Given problem 1 – Copy the night-out story word for word, between "By the time" and "Party on, dudes.", inclusive.
Given problem 2 – Pick up the night-out story right after its last sentence and keep it going.

Document –
--- Start ---

By the time Ed showed up, Toss and friends/family had already consumed mass quantities of Ouzo, a particularly devastating brand of Greek liquor. Ed doesn't drink, and so he was apparently happy enough simply to be in the company of some very inebriated Greeks, plus one inebriated German (Peter Schlacher's nationality). Party on, dudes.

Toss, Ed and Peter then split from the family Panos and headed over to the Catamaran to take in a performance by The Steely Damned, a local band that covers the music of you-know-who (and a damned good job they do of it). One hour and many more drinks for Peter and Toss later, it became obvious that Ed was the only one in any condition to drive. And if you remember The Alternate Reality (and Ed's driving habits), then you're well aware that saying "Ed was the safest driver available" is saying something indeed. [This telling flatters Toss, who was driving his own car separate from me.]

After leaving the Catamaran, the next agreed upon destination was a strip club. This brought our drunken heroes to a somewhat seedy part of town [my place in Clairemont, later to be found out as a place where one of the 9/11 terrorists did his flight training while just two miles from Montgomery Field]. Ed suddenly turned right into a dark street and declared, "Hey you guys, I'm gonna go change my shirt." Ed then ran out of the car and up into his (apparent) dwelling, leaving the car parked awkwardly in the middle of the street [my car was in my driveway, a tad sloppy, but not in the street]. Toss, realizing that the car was in a bad spot [his car, out in the middle of the street], was forced to jump into the driver's seat and get the car turned around and parked properly. As Toss performed some kind of illegal maneuver to get the car pointed in the right direction, a cop car came up from behind them, lights flashing and sirens wailing [yes lights but no sirens]. Toss stopped. The cop got out of the car and asked, "What are you guys doing here?" It was a D.U.I. waiting to happen. But wait—it gets better.

--- End ---

Provided records –
--- Start ---

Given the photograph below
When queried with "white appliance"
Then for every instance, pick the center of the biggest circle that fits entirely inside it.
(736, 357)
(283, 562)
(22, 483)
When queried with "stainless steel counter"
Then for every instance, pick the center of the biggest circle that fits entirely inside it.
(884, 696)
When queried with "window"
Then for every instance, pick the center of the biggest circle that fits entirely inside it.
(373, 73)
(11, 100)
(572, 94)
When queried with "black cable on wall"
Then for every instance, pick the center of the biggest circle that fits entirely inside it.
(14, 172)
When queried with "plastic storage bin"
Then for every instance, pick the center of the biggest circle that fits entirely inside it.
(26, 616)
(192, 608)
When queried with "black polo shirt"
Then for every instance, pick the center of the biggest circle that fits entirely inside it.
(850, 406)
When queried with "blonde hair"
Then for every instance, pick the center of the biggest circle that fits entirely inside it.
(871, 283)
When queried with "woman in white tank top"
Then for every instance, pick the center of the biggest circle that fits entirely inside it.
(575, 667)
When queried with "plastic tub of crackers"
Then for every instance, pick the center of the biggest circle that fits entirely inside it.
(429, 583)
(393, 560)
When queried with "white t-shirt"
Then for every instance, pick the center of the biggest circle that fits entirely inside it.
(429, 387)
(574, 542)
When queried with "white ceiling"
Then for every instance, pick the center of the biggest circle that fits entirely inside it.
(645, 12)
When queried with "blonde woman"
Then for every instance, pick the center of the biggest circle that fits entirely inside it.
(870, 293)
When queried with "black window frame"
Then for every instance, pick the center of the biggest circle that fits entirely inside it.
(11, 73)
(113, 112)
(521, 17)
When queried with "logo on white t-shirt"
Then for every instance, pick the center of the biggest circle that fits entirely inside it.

--- End ---

Exercise answer 1 –
By the time Ed showed up, Toss and friends/family had already consumed mass quantities of Ouzo, a particularly devastating brand of Greek liquor. Ed doesn't drink, and so he was apparently happy enough simply to be in the company of some very inebriated Greeks, plus one inebriated German (Peter Schlacher's nationality). Party on, dudes.

Exercise answer 2 –
Toss tried to explain to the nice officer (without breathing in his general direction) that they were merely waiting for a friend who went upstairs to "go change his shirt". The cop, understandably, was skeptical. He asked what their "friend" looked like. Peter replied, "Well, he's kind of big, with glasses and a military haircut. "Really?" the cop answered curiously. All of a sudden, down came Ed with his fresh shirt on. "What's going on?" he asked. The cop scowled. "Come here," he said to Ed. The next thing Ed knew, he was in handcuffs and in the back of the cop car [not really but I was held near the car across the street from my place, and questioned at length]. Two other cop cars arrived in a matter of minutes. Toss and Peter were held there for more than 30 minutes before the cops finally explained why Ed was being detained.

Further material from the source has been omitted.